- [Parts of the exercise]:
A. Repeat word for word everything in the article on UNC's academic scandal from "History professor Jay" down to "across the nation.".
B. In the article on UNC's academic scandal, what does IRB stand for?
╭─ Text excerpt
Those comments were made during an interview Friday on the WCHL Morning News.

***Watch the Full Interview***

***Correction from the interview: The IRB is the Institutional Review Board, not the Internal Review Board.

She said the admission of guilt by the university, and namely UNC Provost Jim Dean, that there were holes in the academic system is not enough.

“I really encourage (Provost Dean) to talk to us about what we know—Jay and I and others in the Athletic Reform Group—and open the door and have a real open conversation, because that has yet to happen at our university,” Willingham said. “It’s a university for crying out loud. We should all be able to sit around the room and have honest conversation and debate about what we know.”

Provost Dean was quoted in a Bloomberg Business Week article saying “We made mistakes. Horrible things happened that I’m ashamed of. Student-athletes and other students, too, were hurt. The integrity of our university was badly damaged.”

History professor Jay Smith was in the interview as well and announced that he—in collaboration with Willingham—is writing a book that talks about the history of the academic scandal at UNC in the African and Afro-American studies department and the illiteracy problems at UNC and at colleges and universities across the nation.

Smith said he, too, wants to see something more than just words come from the recent allegations of UNC’s academic improprieties.

“There’s nothing qualitatively different from any number of statements Holden Thorp made over the past several years before he left,” Smith said. “Holden, too, was willing to acknowledge mistakes had been made and that we had to be held accountable for them. Though, at least it does, on their part, signal a new willingness to look at the past and consider which lessons need to be derived from the past. So that’s…that is somewhat heartening.”

Willingham has been seen by many as an enemy to the university when she shared her research. She received death threats and was even called a liar by Provost Dean when he said in a Business Week article “she’s said that our students can’t read, our athletes can’t read, and that’s a lie.” Later in the interview for the article with Business Week’s Paul Barrett, the Provost said he had misspoken and doesn’t think that she’s a liar.

Willingham said she didn’t release the information with the intention of taking down the university.

“I really am a Tar Heel,” Willingham said. “I know what’s heard to believe, but I love this place.”

She said she wants to see a change in the way student-athletes are taken care of at the university and how they are viewed within the system.

“We had a countless number of athletes that I worked with during my tenure—nearly seven years—in the program that left without a real degree,” Willingham said. “We still don’t talk about those guys. They took all these bogus paper classes, and they left the university still woefully underprepared for probably even a high school. That’s wrong, and we owe them. We need to bring them back, and we need to offer them the possibility of a real, legitimate education. That’s what we promised them in the first place.”
╰─
╭─ Supplied material
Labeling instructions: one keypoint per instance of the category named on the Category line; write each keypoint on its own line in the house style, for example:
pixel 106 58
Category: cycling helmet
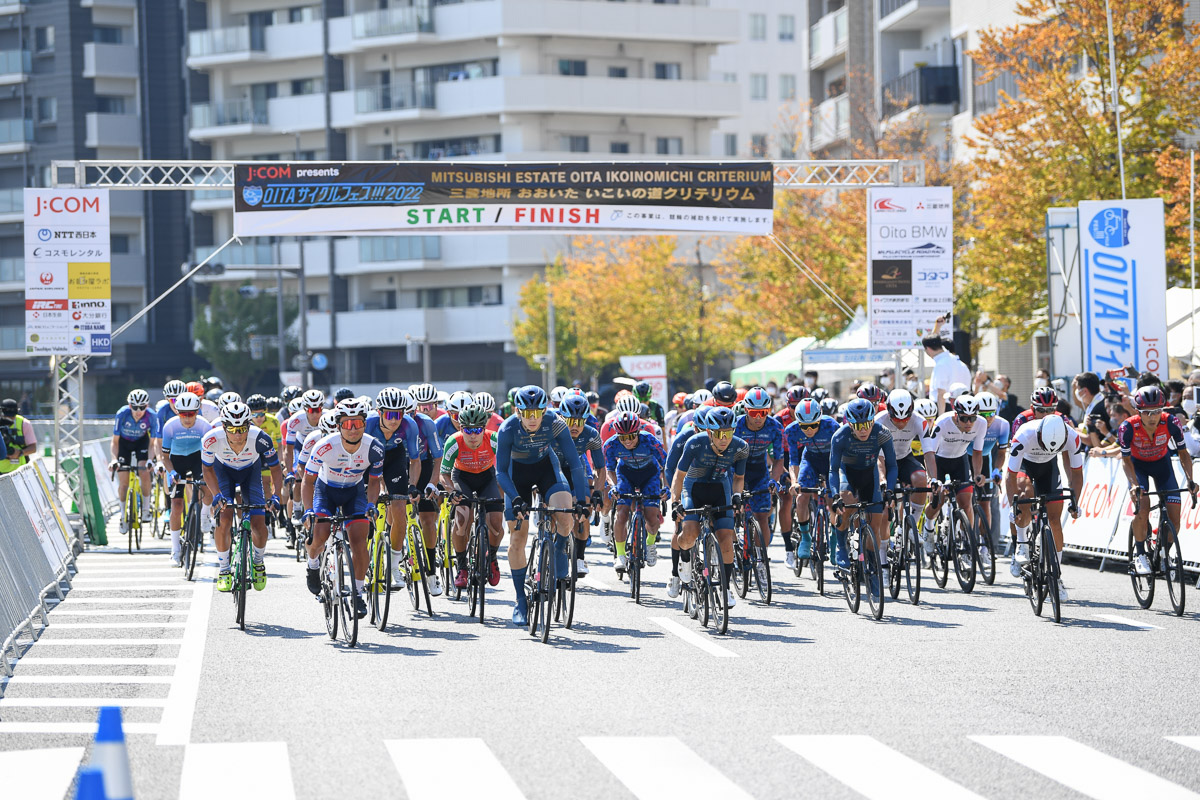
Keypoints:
pixel 390 398
pixel 1146 398
pixel 459 402
pixel 424 394
pixel 757 398
pixel 720 417
pixel 235 414
pixel 627 422
pixel 575 407
pixel 900 403
pixel 989 403
pixel 313 398
pixel 724 394
pixel 859 410
pixel 629 403
pixel 808 411
pixel 1053 433
pixel 474 416
pixel 529 397
pixel 871 394
pixel 1044 397
pixel 187 402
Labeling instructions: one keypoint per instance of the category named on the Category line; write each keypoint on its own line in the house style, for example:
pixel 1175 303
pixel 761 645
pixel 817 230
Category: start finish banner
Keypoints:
pixel 364 198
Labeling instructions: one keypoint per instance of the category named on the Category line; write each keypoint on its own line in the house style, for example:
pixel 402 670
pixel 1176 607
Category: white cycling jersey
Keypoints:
pixel 334 465
pixel 945 438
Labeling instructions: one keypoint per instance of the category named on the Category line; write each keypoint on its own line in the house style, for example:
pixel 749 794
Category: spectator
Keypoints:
pixel 948 370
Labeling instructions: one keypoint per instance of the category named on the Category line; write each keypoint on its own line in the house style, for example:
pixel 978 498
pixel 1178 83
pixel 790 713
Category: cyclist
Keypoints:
pixel 525 458
pixel 1146 444
pixel 181 440
pixel 853 470
pixel 393 427
pixel 809 440
pixel 575 411
pixel 133 429
pixel 711 473
pixel 234 455
pixel 468 465
pixel 765 464
pixel 334 483
pixel 954 433
pixel 635 458
pixel 1032 452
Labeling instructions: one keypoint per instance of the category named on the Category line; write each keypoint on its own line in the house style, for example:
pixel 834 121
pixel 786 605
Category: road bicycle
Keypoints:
pixel 1164 554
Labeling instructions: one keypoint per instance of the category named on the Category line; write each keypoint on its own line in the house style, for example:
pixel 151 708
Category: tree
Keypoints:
pixel 1054 143
pixel 225 326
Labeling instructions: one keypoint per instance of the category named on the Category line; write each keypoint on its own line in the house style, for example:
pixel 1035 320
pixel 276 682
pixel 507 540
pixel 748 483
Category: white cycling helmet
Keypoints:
pixel 235 414
pixel 187 402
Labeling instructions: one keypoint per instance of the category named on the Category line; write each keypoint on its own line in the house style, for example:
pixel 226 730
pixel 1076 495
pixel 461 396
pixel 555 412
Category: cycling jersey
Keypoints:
pixel 180 440
pixel 335 465
pixel 258 450
pixel 126 427
pixel 1140 444
pixel 457 455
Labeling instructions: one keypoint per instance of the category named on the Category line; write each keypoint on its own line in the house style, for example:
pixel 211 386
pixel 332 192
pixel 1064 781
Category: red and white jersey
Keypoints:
pixel 335 465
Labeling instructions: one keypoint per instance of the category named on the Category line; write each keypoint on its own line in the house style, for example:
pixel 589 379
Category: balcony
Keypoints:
pixel 113 130
pixel 912 14
pixel 827 40
pixel 15 66
pixel 831 122
pixel 921 86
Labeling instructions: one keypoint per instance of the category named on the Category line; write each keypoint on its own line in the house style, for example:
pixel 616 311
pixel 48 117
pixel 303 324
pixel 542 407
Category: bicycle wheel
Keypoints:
pixel 1173 565
pixel 963 548
pixel 873 569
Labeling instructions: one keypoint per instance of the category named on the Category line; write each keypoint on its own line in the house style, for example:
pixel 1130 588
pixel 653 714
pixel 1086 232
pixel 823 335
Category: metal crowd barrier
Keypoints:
pixel 36 557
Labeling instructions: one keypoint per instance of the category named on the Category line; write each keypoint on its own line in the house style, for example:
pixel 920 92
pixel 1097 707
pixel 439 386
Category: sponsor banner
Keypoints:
pixel 67 272
pixel 910 263
pixel 1123 248
pixel 274 199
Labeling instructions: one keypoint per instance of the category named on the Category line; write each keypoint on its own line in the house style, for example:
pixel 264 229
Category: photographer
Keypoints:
pixel 18 437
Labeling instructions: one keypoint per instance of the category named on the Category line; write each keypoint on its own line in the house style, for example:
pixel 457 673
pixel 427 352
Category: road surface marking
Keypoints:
pixel 892 776
pixel 1083 769
pixel 177 717
pixel 255 769
pixel 425 763
pixel 40 774
pixel 687 775
pixel 694 638
pixel 1131 623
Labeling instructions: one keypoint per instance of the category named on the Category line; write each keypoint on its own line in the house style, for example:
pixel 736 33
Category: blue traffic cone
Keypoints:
pixel 90 785
pixel 111 757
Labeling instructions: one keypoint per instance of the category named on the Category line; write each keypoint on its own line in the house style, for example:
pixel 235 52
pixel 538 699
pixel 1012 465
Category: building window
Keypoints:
pixel 786 28
pixel 667 71
pixel 573 67
pixel 787 86
pixel 669 145
pixel 757 86
pixel 757 28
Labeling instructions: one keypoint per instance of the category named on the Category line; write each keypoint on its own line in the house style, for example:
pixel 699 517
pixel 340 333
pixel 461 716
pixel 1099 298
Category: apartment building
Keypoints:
pixel 484 79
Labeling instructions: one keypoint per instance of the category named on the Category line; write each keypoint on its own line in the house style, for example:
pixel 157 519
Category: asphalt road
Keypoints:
pixel 961 696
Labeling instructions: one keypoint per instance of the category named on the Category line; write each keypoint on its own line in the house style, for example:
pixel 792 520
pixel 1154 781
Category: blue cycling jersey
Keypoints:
pixel 850 452
pixel 179 440
pixel 126 427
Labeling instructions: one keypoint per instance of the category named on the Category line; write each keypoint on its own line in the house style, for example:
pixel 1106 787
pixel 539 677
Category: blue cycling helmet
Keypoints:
pixel 720 417
pixel 859 410
pixel 531 397
pixel 575 407
pixel 757 398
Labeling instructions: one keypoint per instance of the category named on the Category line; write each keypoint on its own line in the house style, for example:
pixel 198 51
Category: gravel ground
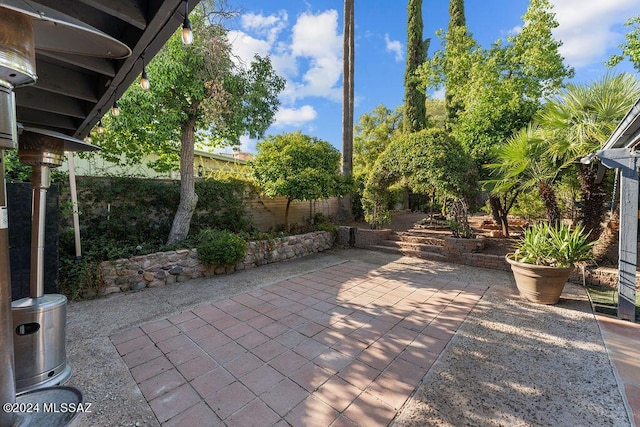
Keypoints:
pixel 511 362
pixel 515 363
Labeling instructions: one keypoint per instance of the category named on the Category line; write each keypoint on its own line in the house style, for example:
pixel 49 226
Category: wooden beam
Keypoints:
pixel 30 117
pixel 128 11
pixel 32 97
pixel 160 27
pixel 103 66
pixel 65 81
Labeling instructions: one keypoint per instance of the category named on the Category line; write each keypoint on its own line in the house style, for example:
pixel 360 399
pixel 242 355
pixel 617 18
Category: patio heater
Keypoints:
pixel 25 26
pixel 39 321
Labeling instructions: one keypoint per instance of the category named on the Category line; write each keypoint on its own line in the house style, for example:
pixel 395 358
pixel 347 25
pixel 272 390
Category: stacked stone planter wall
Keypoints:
pixel 165 268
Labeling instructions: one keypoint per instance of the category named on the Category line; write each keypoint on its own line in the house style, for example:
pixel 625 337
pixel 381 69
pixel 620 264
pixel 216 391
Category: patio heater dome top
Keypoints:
pixel 57 32
pixel 26 26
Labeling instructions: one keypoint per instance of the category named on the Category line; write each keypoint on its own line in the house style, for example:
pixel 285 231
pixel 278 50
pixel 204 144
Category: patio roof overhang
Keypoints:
pixel 73 91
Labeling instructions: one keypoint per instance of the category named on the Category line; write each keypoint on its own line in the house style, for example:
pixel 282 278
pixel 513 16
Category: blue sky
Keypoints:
pixel 304 41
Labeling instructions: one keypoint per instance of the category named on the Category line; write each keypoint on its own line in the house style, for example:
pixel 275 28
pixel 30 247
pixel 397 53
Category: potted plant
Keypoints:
pixel 544 258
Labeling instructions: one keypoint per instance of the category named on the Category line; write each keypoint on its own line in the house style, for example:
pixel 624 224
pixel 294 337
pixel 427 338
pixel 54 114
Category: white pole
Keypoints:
pixel 74 204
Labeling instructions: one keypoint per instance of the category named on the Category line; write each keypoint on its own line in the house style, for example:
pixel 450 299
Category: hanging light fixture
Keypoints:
pixel 144 79
pixel 187 34
pixel 100 127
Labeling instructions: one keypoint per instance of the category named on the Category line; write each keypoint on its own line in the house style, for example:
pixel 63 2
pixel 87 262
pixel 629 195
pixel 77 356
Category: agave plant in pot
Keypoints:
pixel 544 259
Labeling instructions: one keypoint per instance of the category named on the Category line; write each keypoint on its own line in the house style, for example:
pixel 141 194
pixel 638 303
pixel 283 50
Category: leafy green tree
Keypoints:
pixel 298 167
pixel 373 133
pixel 631 47
pixel 436 111
pixel 427 161
pixel 582 117
pixel 415 118
pixel 499 88
pixel 197 92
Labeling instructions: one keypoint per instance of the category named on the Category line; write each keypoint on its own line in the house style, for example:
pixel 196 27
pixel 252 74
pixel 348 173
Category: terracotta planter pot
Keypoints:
pixel 539 283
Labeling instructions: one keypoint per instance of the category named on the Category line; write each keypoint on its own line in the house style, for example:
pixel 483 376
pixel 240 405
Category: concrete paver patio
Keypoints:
pixel 349 337
pixel 345 344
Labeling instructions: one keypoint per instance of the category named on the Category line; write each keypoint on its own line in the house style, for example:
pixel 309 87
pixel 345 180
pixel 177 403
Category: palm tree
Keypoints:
pixel 521 165
pixel 581 118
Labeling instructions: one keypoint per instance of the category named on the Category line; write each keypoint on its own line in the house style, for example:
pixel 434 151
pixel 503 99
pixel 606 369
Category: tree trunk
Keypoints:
pixel 548 196
pixel 348 57
pixel 593 208
pixel 188 196
pixel 605 252
pixel 501 208
pixel 494 204
pixel 286 216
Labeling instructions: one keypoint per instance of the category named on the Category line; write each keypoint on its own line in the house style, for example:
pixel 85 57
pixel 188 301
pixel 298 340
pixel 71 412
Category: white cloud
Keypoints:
pixel 316 41
pixel 308 54
pixel 295 116
pixel 395 47
pixel 588 29
pixel 245 46
pixel 267 26
pixel 439 94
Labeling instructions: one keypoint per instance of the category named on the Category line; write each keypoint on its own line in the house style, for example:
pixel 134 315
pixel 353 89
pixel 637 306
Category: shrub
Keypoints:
pixel 220 247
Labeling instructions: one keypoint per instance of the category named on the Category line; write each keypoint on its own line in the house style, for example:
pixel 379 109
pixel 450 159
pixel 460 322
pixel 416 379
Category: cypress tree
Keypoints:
pixel 457 24
pixel 415 115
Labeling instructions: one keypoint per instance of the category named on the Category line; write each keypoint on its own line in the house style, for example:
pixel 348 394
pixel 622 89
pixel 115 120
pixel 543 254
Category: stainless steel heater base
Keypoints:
pixel 39 333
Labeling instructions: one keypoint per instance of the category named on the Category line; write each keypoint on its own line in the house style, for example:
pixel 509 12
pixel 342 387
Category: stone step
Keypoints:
pixel 417 238
pixel 432 256
pixel 413 246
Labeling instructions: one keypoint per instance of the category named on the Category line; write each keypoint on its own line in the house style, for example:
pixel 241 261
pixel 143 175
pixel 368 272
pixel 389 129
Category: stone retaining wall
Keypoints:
pixel 164 268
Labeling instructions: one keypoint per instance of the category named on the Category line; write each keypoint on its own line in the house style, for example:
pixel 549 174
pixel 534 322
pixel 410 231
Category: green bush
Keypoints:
pixel 220 247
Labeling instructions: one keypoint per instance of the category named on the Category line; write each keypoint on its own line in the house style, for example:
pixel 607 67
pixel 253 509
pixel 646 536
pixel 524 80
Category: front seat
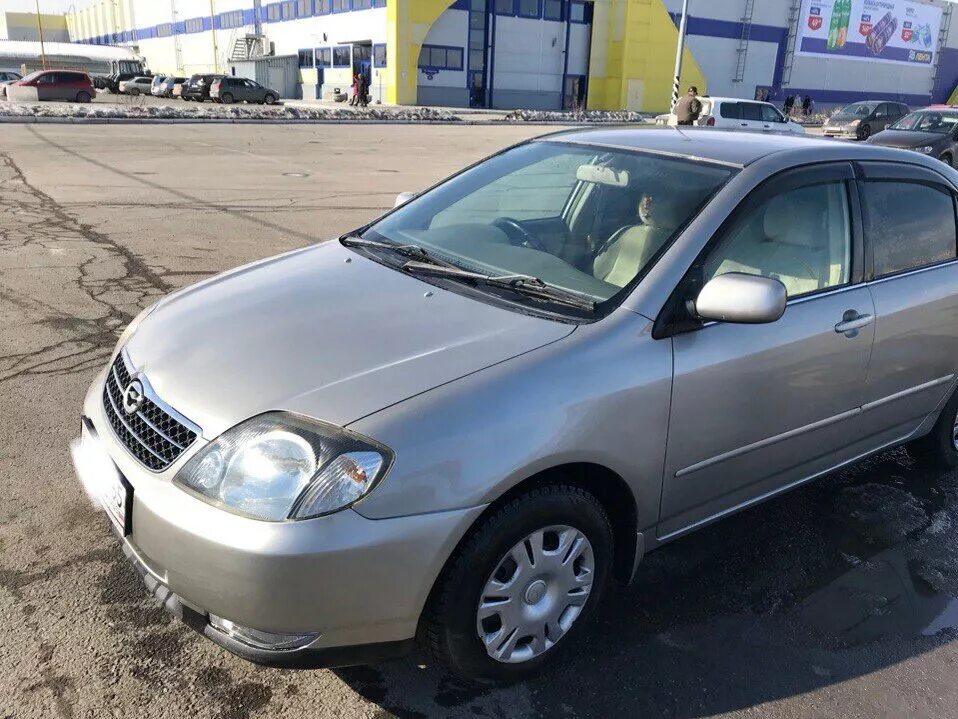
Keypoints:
pixel 631 247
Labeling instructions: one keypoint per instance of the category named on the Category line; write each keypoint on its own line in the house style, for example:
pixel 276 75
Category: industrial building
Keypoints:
pixel 27 26
pixel 548 54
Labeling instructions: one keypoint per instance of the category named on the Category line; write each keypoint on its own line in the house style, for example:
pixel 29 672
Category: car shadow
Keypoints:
pixel 835 580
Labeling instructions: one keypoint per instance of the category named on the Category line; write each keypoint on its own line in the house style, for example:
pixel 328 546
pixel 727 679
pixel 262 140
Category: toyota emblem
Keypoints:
pixel 133 397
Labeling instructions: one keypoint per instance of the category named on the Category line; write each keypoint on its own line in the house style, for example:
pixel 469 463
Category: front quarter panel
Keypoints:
pixel 599 396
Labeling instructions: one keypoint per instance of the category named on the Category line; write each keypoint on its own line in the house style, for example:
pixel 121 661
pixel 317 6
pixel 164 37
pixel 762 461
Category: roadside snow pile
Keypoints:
pixel 193 111
pixel 590 116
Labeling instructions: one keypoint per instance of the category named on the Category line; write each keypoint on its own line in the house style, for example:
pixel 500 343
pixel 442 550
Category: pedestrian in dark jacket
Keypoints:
pixel 688 108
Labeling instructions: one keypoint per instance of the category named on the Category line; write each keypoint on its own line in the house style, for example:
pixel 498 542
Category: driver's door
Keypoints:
pixel 756 408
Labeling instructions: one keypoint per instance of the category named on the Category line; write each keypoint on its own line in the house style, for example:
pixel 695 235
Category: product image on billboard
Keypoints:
pixel 898 31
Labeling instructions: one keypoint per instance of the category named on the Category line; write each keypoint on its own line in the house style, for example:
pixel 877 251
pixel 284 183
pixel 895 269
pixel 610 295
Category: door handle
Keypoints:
pixel 852 322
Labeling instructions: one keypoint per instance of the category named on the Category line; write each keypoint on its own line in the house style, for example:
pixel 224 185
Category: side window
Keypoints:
pixel 908 225
pixel 751 111
pixel 801 237
pixel 730 111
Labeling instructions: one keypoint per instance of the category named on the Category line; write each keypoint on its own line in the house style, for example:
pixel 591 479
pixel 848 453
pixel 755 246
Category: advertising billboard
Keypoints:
pixel 893 31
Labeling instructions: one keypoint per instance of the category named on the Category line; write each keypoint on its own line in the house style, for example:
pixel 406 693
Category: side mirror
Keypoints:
pixel 403 197
pixel 741 298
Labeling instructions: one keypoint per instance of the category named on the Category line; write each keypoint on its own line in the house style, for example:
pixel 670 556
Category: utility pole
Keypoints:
pixel 216 53
pixel 683 24
pixel 43 51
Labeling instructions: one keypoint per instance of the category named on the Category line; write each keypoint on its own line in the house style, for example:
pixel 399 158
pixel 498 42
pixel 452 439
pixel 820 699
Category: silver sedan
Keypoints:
pixel 460 423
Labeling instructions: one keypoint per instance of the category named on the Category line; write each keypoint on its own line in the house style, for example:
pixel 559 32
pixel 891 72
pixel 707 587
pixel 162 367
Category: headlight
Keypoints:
pixel 279 466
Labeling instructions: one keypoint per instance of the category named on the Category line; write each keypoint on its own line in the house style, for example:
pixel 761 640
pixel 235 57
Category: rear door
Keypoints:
pixel 910 239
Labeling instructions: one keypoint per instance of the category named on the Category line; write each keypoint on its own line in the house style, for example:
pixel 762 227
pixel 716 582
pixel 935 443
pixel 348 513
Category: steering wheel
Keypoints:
pixel 517 234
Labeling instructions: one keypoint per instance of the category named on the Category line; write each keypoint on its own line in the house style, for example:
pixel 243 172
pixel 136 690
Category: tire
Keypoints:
pixel 555 518
pixel 939 448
╰─
- [Answers by task]:
A.
History professor Jay Smith was in the interview as well and announced that he—in collaboration with Willingham—is writing a book that talks about the history of the academic scandal at UNC in the African and Afro-American studies department and the illiteracy problems at UNC and at colleges and universities across the nation.

B. Institutional Review Board